» **Problem details**
Please rewrite the records below, replacing each "upper cabinet" with "wall cupboard" and leaving everything else unchanged.

» **Working data**
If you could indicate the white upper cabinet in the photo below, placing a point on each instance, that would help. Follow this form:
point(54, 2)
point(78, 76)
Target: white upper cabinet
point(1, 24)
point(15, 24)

» **Response to the exercise**
If you could indicate the white wall cupboard in the photo below, placing a point on each instance, that would help. Follow this form:
point(54, 2)
point(78, 76)
Target: white wall cupboard
point(1, 24)
point(15, 24)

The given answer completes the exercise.